* SUPPLIED PASSAGE:
★ ★ ★

[Tutor] python's default argument value handling in functions -weird syntax? problem grappling with the concept

Alan Gauld alan.gauld at freenet.co.uk
Wed Feb 9 23:32:07 CET 2005


> This leads me to at first conclude several things:
>
> 1. 'L' in this case (or by extension, all function arguments for
which
> a default is given in the function definition) is "static"

Pretty close, yes. Especially if the parameter is mutable.

> language definition). This is my conclusion, seeing as how 'L' can
> seem to retain its value even though it has gone out of scope after
> the 'f' function returns.

Thats right, the default value is evaluated once only,
it keeps that initial value for all future invocations.
But if it is mutable the list object(in the example)
is the same list but the content of the list can be
changed on each invocation.

> 2. (*Now this is where I start to get confused. I think the best way
> to illustrate how I am having problems is to illustrate with a few
> examples. The basic problem that I am having is, "Which L is which
> L?")
>
> My examples...

★ ★ ★

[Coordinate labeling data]
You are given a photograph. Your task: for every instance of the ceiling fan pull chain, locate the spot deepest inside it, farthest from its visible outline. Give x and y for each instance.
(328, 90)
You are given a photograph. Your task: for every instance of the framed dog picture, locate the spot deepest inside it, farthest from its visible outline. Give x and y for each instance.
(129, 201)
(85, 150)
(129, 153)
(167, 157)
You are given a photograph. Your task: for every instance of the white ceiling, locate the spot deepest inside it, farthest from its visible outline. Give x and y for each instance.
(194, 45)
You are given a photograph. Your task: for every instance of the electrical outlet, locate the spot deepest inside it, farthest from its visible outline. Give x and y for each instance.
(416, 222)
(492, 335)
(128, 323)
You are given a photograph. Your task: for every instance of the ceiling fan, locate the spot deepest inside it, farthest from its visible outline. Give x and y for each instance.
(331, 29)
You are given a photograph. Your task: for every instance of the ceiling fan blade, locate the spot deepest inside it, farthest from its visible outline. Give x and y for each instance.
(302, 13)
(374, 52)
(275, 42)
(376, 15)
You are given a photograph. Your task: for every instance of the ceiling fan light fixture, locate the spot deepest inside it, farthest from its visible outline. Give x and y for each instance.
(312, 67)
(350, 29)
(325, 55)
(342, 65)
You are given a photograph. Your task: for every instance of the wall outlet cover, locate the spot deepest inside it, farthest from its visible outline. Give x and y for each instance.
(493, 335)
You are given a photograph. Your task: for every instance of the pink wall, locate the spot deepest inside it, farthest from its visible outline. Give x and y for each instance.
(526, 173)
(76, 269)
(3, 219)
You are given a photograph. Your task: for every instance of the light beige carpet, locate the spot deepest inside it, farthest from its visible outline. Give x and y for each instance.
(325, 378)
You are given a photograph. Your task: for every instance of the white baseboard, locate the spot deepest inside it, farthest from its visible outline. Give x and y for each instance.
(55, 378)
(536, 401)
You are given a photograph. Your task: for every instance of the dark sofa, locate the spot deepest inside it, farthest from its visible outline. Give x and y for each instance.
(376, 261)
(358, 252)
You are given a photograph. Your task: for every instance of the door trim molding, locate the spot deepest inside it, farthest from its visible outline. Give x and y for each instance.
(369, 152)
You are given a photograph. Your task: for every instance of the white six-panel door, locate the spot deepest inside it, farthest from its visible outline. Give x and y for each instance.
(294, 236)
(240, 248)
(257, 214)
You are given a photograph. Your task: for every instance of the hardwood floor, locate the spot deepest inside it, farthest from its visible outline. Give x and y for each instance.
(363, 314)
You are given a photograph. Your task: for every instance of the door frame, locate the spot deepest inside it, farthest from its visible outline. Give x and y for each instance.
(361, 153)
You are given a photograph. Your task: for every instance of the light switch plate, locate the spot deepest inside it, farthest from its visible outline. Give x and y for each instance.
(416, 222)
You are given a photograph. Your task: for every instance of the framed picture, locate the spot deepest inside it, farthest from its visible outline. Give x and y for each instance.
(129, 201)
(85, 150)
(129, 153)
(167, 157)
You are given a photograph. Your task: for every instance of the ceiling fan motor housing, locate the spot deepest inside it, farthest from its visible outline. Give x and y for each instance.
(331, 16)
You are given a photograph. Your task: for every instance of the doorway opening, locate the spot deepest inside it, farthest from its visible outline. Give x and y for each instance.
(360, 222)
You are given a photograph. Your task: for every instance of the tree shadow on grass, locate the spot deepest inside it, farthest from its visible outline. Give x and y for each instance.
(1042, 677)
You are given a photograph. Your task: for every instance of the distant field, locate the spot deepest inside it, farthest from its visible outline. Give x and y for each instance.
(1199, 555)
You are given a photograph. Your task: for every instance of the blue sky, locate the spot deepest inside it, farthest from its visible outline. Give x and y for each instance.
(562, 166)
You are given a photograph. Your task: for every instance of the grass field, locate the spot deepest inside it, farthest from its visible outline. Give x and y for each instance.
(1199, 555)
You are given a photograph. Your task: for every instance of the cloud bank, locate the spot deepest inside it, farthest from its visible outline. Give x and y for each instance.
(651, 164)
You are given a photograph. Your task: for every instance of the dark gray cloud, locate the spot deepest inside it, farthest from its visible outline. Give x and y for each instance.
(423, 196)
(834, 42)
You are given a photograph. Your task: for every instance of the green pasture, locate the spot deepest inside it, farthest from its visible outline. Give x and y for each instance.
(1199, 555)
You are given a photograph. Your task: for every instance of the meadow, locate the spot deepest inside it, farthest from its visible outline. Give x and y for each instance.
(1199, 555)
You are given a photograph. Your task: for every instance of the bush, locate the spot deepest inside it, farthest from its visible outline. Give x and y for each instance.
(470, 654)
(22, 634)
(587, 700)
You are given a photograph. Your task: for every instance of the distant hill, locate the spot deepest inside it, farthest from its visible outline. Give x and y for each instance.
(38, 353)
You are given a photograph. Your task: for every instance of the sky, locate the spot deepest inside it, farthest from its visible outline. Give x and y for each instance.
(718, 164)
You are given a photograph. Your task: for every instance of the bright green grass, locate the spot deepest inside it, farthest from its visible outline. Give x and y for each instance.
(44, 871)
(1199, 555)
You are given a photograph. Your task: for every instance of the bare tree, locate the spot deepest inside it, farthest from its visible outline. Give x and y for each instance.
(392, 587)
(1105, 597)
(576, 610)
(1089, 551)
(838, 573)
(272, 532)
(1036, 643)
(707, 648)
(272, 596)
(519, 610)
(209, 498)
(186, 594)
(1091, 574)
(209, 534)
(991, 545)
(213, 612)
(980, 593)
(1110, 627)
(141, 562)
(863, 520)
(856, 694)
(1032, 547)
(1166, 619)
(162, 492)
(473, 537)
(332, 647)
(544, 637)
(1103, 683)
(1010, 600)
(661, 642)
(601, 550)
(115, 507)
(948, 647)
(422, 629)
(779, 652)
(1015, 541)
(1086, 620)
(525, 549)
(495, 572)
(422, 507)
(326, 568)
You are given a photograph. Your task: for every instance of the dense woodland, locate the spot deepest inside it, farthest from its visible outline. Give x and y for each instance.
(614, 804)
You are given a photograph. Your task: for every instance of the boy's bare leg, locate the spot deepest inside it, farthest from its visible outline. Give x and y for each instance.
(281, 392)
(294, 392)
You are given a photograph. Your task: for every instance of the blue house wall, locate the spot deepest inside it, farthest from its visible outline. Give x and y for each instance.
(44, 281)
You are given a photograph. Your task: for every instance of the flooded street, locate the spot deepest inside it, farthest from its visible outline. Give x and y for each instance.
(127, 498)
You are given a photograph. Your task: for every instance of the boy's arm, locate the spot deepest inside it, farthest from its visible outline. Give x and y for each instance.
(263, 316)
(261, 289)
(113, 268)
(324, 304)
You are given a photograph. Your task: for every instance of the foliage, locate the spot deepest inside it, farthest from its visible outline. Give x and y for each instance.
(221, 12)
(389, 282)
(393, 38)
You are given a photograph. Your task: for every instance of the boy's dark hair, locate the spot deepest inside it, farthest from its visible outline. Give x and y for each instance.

★ ★ ★

* SET TASK 1:
Repeat the part of the default-argument reply that opens with the words "Pretty close, yes." and closes with "the 'f' function returns.".
* SET TASK 2:
List each sentence Alan Gauld writes himself in the default-argument reply, leaving out the header and the lines quoted with the > mark.
* SET TASK 3:
Supply the next part of the default-argument reply, picking up after its last line.
These items stand apart from the default-argument reply and are separate material.

* REPLY 1:
Pretty close, yes. Especially if the parameter is mutable.

> language definition). This is my conclusion, seeing as how 'L' can
> seem to retain its value even though it has gone out of scope after
> the 'f' function returns.

* REPLY 2:
Pretty close, yes.
Especially if the parameter is mutable.
Thats right, the default value is evaluated once only, it keeps that initial value for all future invocations.
But if it is mutable the list object(in the example) is the same list but the content of the list can be changed on each invocation.

* REPLY 3:
>
> Example 1
> >>> def f(a,L=[]):
> ...     if L==[5]:
> ...       print 'L==[5] caught'
> ...       print L
> ...       print 'resetting L...'
> ...       L=[]

Here you reassign L to a completely new list, but the original
default one is still lurking i the background complete with
the changes you made earlier.

> ...     L.append(a)
> ...     return L

You now return your new list.

> >>> f(5)
> [5]
> >>> f(5)
> L==[5] caught
> [5]
> resetting L...
> [5]


> >>> f(2)
> L==[5] caught

So we go back to the original default

> [5]
> resetting L...

And you create another new list
> [2]

And return it.

> Example 2
> >>> def f(a,L=None):
> ...     if L==[5]:
> ...             print 'caught, printing, resetting'
> ...             print L

Should never happen unless you call f(a,[5])
that is never triggered for the default value.

> ...             L=[]

but now creates a brand new L regardless of what was
passed in

> ...     else:
> ...             L=[]

Create another new L

> ...     L.append(a)
> ...     return L

And modify and return the new list.

> ...
> >>> f(5)
> [5]
> >>> f(6)
> [6]

So in both cases you return a new list, the original
default None is still there but you ignore it!


> So when the default value for 'L' is an empty list, the test
> condition, _once triggered_, *always* catches?

No, it only catches if you pass in a value otherwise the
default will still be None. Notice your if branch was not
executed in either case above, only the return value is shown.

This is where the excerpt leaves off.